(Tu encargo): Reúne todas las líneas de los datos en las que aparezca la palabra "tree" y cópialas.

(Elementos guardados del conjunto de datos)
===============

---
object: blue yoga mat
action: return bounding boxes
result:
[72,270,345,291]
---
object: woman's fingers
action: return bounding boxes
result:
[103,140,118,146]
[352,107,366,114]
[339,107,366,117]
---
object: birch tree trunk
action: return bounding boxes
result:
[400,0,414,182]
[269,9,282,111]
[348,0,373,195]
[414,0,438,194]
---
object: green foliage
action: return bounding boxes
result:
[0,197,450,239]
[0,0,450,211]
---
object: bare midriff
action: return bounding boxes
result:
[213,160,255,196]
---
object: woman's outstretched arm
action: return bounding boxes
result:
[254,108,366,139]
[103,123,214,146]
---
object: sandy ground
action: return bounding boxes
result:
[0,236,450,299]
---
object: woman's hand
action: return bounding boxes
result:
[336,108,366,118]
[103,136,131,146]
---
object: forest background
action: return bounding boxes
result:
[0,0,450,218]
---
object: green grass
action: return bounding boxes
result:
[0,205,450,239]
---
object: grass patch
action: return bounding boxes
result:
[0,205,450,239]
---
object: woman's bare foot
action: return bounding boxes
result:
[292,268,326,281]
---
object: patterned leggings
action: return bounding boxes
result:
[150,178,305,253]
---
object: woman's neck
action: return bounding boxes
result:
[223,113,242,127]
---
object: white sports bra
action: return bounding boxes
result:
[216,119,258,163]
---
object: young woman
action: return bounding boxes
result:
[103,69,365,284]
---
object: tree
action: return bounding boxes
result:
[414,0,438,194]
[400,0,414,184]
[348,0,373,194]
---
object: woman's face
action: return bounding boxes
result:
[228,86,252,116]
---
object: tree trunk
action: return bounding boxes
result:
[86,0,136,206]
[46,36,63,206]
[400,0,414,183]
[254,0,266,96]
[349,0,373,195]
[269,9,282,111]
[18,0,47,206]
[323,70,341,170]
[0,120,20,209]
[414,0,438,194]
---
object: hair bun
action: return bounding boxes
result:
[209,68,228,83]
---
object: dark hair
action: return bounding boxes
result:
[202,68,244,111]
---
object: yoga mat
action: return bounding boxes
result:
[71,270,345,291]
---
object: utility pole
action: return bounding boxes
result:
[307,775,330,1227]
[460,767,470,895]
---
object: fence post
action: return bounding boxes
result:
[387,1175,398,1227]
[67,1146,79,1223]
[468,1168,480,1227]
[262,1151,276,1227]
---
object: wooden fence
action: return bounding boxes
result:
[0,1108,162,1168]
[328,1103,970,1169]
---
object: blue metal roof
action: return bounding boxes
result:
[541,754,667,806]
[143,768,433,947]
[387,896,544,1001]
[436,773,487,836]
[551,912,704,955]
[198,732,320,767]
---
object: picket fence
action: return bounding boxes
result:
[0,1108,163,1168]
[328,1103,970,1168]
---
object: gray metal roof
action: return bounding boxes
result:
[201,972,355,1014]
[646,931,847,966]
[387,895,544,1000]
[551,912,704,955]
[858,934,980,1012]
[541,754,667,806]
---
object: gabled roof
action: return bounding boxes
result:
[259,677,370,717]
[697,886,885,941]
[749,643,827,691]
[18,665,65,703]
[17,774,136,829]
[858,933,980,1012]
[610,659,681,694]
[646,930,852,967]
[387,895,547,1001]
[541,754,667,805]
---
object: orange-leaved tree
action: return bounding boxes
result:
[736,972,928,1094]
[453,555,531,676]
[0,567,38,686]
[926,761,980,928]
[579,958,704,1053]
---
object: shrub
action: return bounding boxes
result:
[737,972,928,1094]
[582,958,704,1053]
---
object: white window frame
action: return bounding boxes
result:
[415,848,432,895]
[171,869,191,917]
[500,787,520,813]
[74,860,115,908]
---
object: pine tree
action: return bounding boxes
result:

===============

(Solución del ejercicio):
object: birch tree trunk
object: tree
object: tree trunk
object: orange-leaved tree
object: pine tree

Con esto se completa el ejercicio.